> [Source material]:
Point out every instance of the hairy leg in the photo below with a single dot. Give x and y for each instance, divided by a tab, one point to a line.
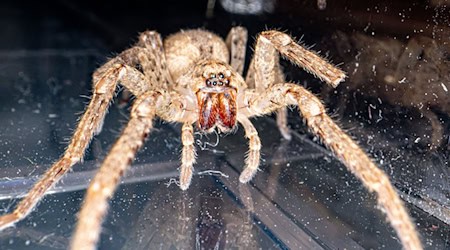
301	56
105	81
237	44
345	149
188	155
254	154
106	180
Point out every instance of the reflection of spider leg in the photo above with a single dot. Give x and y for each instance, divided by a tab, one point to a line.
105	80
116	162
344	148
253	157
188	155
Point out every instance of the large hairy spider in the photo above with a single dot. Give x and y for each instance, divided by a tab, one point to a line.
195	77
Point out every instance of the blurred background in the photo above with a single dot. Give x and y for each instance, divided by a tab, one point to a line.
395	103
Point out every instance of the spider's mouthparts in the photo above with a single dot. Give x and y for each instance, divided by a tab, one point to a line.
217	109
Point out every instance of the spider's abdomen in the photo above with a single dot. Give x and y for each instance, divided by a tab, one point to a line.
184	49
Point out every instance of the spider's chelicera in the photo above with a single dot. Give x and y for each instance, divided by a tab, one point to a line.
217	102
195	77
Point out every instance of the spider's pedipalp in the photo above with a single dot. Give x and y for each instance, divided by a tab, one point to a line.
345	149
113	167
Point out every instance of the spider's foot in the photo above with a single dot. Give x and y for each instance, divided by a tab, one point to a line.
286	133
185	177
8	220
247	175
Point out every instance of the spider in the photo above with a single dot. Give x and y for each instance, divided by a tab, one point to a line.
195	77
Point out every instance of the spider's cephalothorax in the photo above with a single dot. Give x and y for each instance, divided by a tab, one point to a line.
217	102
194	76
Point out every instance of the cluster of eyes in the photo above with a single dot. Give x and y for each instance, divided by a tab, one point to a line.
217	80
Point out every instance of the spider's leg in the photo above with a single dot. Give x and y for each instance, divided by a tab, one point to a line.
345	149
113	167
265	70
105	80
188	155
254	154
301	56
154	66
237	43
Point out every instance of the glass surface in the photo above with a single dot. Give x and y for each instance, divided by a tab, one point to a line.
302	197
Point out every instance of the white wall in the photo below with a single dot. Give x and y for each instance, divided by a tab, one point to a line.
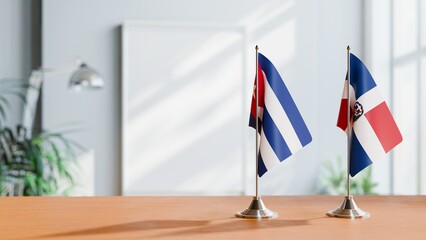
310	52
15	47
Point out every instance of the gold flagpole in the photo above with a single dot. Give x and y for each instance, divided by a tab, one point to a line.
348	209
257	122
348	149
257	208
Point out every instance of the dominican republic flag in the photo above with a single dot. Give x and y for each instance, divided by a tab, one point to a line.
281	127
374	131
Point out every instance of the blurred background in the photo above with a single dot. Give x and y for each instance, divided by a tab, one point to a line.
172	117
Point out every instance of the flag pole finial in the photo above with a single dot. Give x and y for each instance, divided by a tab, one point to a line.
348	209
257	208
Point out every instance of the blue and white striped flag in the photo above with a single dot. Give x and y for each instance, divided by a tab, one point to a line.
282	129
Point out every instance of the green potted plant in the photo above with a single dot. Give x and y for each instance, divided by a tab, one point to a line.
333	180
41	164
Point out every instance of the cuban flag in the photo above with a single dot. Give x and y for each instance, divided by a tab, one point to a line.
374	131
282	129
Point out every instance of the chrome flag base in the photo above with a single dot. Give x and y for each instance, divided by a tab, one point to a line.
349	209
257	209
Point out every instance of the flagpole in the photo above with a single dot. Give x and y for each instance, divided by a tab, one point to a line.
257	121
348	208
349	125
257	208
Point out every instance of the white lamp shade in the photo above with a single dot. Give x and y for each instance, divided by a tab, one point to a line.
86	77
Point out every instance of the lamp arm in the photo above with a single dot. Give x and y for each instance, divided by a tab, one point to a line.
32	96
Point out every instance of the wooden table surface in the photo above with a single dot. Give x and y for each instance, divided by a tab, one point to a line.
300	217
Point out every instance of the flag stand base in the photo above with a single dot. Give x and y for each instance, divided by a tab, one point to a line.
257	209
348	209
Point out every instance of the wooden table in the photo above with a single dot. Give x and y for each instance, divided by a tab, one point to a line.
301	217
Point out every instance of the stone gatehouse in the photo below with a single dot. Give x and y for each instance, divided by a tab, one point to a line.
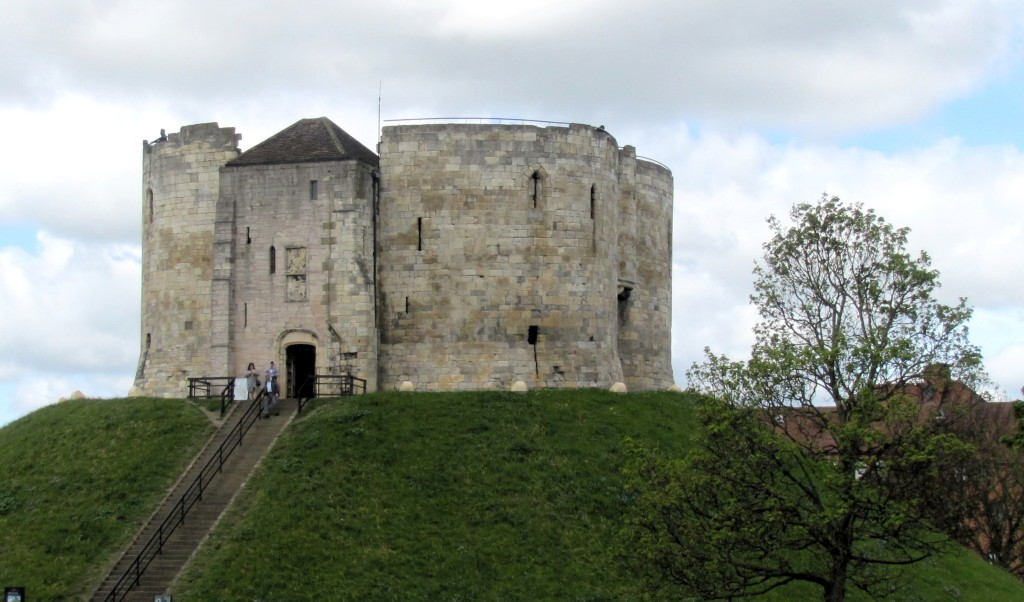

> [Exercise prompt]:
Once the images are removed, print the remaining data exactly as it appears above.

> [Answer space]:
Point out every instance of the hairy leg in the photo below with a single dot. Give x and y for each instance, divided by a tab, one point to a line.
301	56
105	81
237	44
345	149
188	155
254	154
106	180
Point out every instance of the reflection of spider leg in the photo above with a single dot. Give x and y for each instance, divided by a tab, one point to a line.
105	80
116	162
344	148
253	157
188	155
Point out every instance of the large hairy spider in the photo above with a single dot. Give x and y for each instance, divided by a tab, one point to a line.
195	77
Point out every instance of the blurred background in the photo above with a single dot. Give x and y for each instance, divided by a tab, one point to a line.
395	103
Point out every instance of the spider's mouthparts in the photo above with a single dot. Give x and y for each instance, divided by a tab, one point to a line.
217	109
Point out every instance of the spider's abdomen in the photo above with a single dot. Give x and y for each instance, divided by a tab, one point to a line.
184	49
Point out every instance of the spider's chelicera in the photo above with a single dot. Give x and y for each instance, divided by a tab, one point to a line.
217	102
195	77
Point out every instance of the spider's pedipalp in the photo above with a single dot. Give x and y for each instance, divided by a tab, one point to a line.
345	149
113	167
Point out every instance of the spider's foot in the photo above with a single dot. Give x and y for each instance, divided by a tab, one point to a line.
286	133
185	177
8	220
247	175
Point out every instance of the spider in the photo above with a single dot. Give x and y for each instance, divided by a tab, one point to a line.
195	77
Point out every instance of the spider's cephalothorax in the photo above with a single dot. Give x and y for each instance, divided by a tab, one point to a line.
217	102
194	76
Point out every instance of the cluster of eyes in the photo above with a single dot. Give x and y for each instance, divided by a tab, one point to a line.
217	80
Point out every instance of the spider's leg in the photo above with a single dot. Give x and y for each instance, divided by a tab, one point to a line.
345	149
113	167
265	70
105	80
188	155
254	154
301	56
154	66
237	43
Point out every instance of the glass surface in the photo above with a single dot. Give x and y for each instance, divided by a tab, one point to a line.
302	197
Point out every instance of the white wall in the photo below with a single dot. Give x and y for each instance, divided by a tab, one point to a line.
310	52
15	47
Point out every instance of the gold flagpole in the photo above with a single dot. Give x and y for each instance, divided by a tab, one point to a line.
348	209
257	122
348	149
257	208
Point out every instance of the dominican republic flag in the photo above with a single dot. Give x and y for each instance, divided by a tab, one point to a line.
281	127
374	131
Point out every instance of the blurred background in the photo above with a single dot. Give x and y for each instance, divided by a tab, one point to a line.
172	117
Point out every instance of the flag pole finial in the photo above with a single dot. Give x and y for each instance, divided by a tab, one point to a line.
348	209
257	208
Point out every instance of the blue and white striped flag in the photo above with a single dot. Give x and y for each instance, divided by a tab, one point to a line.
282	129
Point out every instance of the green potted plant in the photo above with a single dot. Give x and y for each instance, divided by a tab, one point to a line.
333	180
41	164
Point out every instance of the cuban flag in the photo above with a single dot. Give x and y for each instance, divided by a tab, one point to a line.
374	131
282	129
Point out every instance of the chrome flag base in the photo above with a single dot. Give x and y for each instance, divided by a tab, one point to a line.
349	209
257	209
Point out every instance of the flagpole in the photo above with a single dot. Give x and y for each instance, divided by a tab, one point to a line.
257	121
348	208
349	125
257	208
Point out every instance of the white lamp shade in the photo above with a single dot. Give x and y for each instance, divided by a tab, one point to a line.
86	77
Point out every instance of the lamp arm in the photo above with a single dot. Give x and y for each instance, divided by a tab, one point to a line.
32	96
Point out every instance of the wooden table surface in the photo above with a single dot. Give x and y for each instance, divided by a tab, one point to a line.
300	217
Point out every instance of the flag stand base in the photo above with a single dot. Give x and y for each instance, divided by a tab, one point to a line.
257	209
348	209
Point out every instance of the wooden table in the photo above with a single dot. Give x and y for each instance, divided by a tab, one point to a line.
301	217
Point out every instance of the stone gatehouse in the photo below with a single dot. Give x and y for each instance, divided by a tab, one point to a line.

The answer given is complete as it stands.